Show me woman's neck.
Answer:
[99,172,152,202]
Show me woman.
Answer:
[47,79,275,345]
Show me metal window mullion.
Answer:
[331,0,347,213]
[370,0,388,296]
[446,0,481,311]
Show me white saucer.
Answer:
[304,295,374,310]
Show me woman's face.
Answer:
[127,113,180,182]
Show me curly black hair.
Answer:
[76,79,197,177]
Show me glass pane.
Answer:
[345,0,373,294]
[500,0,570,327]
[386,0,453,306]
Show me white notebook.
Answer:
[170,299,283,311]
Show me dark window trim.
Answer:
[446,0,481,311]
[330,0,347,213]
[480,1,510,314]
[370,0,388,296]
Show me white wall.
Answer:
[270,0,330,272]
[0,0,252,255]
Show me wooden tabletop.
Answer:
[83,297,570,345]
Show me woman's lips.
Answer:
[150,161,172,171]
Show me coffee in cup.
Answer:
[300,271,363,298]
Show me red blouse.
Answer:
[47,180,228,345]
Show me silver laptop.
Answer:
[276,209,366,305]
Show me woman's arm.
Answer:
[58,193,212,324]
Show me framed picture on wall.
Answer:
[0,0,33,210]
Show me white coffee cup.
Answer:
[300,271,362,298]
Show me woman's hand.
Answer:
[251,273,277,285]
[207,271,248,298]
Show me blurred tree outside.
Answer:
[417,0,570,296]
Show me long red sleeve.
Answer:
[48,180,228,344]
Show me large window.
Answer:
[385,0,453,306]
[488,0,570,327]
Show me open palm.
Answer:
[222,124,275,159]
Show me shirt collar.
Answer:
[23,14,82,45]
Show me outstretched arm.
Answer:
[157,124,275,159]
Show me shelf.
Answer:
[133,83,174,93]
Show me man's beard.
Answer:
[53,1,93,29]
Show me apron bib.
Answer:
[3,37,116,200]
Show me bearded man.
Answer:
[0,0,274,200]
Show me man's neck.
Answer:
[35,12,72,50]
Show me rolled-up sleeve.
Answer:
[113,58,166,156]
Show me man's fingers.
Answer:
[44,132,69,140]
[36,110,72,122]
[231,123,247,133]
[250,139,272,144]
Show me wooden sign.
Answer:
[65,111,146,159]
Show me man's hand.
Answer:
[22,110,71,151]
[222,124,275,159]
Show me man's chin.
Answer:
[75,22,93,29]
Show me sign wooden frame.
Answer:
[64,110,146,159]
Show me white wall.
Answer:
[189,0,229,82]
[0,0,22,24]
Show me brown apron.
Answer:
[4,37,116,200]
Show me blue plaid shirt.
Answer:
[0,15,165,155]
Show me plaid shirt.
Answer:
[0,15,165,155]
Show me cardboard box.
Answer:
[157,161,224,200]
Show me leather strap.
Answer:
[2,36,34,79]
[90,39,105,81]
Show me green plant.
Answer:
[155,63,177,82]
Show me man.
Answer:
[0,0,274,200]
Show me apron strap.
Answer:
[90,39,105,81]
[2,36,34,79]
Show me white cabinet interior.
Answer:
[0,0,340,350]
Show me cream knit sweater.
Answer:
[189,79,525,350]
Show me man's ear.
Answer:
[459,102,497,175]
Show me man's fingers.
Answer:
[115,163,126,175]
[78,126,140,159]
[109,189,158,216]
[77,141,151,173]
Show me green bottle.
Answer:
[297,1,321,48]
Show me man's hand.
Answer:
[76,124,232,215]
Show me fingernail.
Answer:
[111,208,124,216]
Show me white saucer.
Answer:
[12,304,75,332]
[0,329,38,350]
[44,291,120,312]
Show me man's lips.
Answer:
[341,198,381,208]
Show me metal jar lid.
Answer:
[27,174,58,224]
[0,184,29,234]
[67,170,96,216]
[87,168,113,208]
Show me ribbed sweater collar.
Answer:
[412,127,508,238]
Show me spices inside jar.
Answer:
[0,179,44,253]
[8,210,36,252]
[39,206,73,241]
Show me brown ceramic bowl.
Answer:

Qué hacer: Sustituye "white saucer" por "small white plate" en todos los registros de arriba y copia el resto sin ningún cambio.

Tarea resuelta:
Show me woman's neck.
Answer:
[99,172,152,202]
Show me woman.
Answer:
[47,79,275,345]
Show me metal window mullion.
Answer:
[331,0,347,213]
[370,0,388,296]
[446,0,481,311]
Show me small white plate.
Answer:
[304,295,374,310]
Show me woman's face.
Answer:
[127,113,180,182]
Show me curly black hair.
Answer:
[76,79,197,177]
Show me glass pane.
Answer:
[345,0,373,294]
[500,0,570,327]
[386,0,453,306]
Show me white notebook.
Answer:
[170,299,283,311]
Show me dark window trim.
Answer:
[446,0,481,311]
[330,0,347,213]
[480,1,510,314]
[370,0,388,296]
Show me white wall.
Answer:
[270,0,330,272]
[0,0,252,255]
Show me wooden tabletop.
Answer:
[83,297,570,345]
Show me woman's lips.
Answer:
[150,161,172,171]
Show me coffee in cup.
Answer:
[300,271,363,298]
Show me red blouse.
Answer:
[47,180,228,345]
Show me silver laptop.
Answer:
[276,209,366,305]
Show me woman's arm.
Answer:
[58,193,212,324]
Show me framed picture on wall.
Answer:
[0,0,33,210]
Show me white coffee cup.
Answer:
[300,271,362,298]
Show me woman's hand.
Answer:
[251,273,277,285]
[207,271,248,298]
Show me blurred tree outside.
Answer:
[417,0,570,296]
Show me long red sleeve.
Answer:
[48,180,228,344]
Show me large window.
Answer:
[385,0,453,306]
[488,0,570,327]
Show me open palm.
Answer:
[222,124,275,159]
Show me shirt collar.
Answer:
[23,14,82,45]
Show me outstretched arm.
Answer:
[157,124,275,159]
Show me shelf.
Answer:
[133,83,174,93]
Show me man's beard.
Answer:
[53,1,93,29]
Show me apron bib.
Answer:
[3,37,116,200]
Show me bearded man.
Answer:
[0,0,274,200]
Show me man's neck.
Answer:
[35,12,72,50]
Show me rolled-up sleeve.
Answer:
[113,58,166,156]
Show me man's fingers.
Answer:
[44,132,69,140]
[36,110,72,122]
[231,123,247,133]
[250,139,272,144]
Show me wooden sign.
Answer:
[65,111,146,159]
Show me man's hand.
Answer:
[22,110,71,151]
[222,124,275,159]
Show me man's chin.
Answer:
[75,22,93,29]
Show me sign wooden frame.
Answer:
[64,110,146,159]
Show me white wall.
Answer:
[189,0,229,82]
[0,0,22,24]
Show me brown apron.
Answer:
[4,37,116,200]
Show me blue plaid shirt.
Answer:
[0,15,165,155]
Show me plaid shirt.
Answer:
[0,15,165,155]
Show me cardboard box.
Answer:
[157,161,224,200]
Show me leather strap.
Answer:
[2,36,34,79]
[90,39,105,81]
Show me green plant.
Answer:
[155,63,177,82]
Show me man.
Answer:
[0,0,274,200]
Show me apron strap.
Answer:
[90,39,105,81]
[2,36,34,79]
Show me white cabinet interior.
Answer:
[0,0,340,350]
Show me cream knit sweater.
Answer:
[189,79,525,350]
Show me man's ear.
Answer:
[459,102,497,175]
Show me man's fingers.
Answer:
[115,163,126,175]
[78,126,140,159]
[109,189,158,216]
[77,141,151,173]
Show me green bottle.
Answer:
[297,1,321,48]
Show me man's hand.
Answer:
[76,124,232,215]
Show me fingernail.
Answer:
[111,208,124,216]
Show me small white plate.
Answer:
[12,304,75,332]
[0,329,38,350]
[44,291,120,312]
Show me man's lips.
Answer:
[341,198,381,208]
Show me metal jar lid.
Answer:
[27,174,58,224]
[0,184,29,234]
[67,170,96,216]
[87,168,113,208]
Show me ribbed sweater collar.
Answer:
[412,127,508,238]
Show me spices inside jar.
Answer:
[0,179,44,253]
[8,210,36,252]
[39,206,73,241]
Show me brown ceramic bowl.
Answer:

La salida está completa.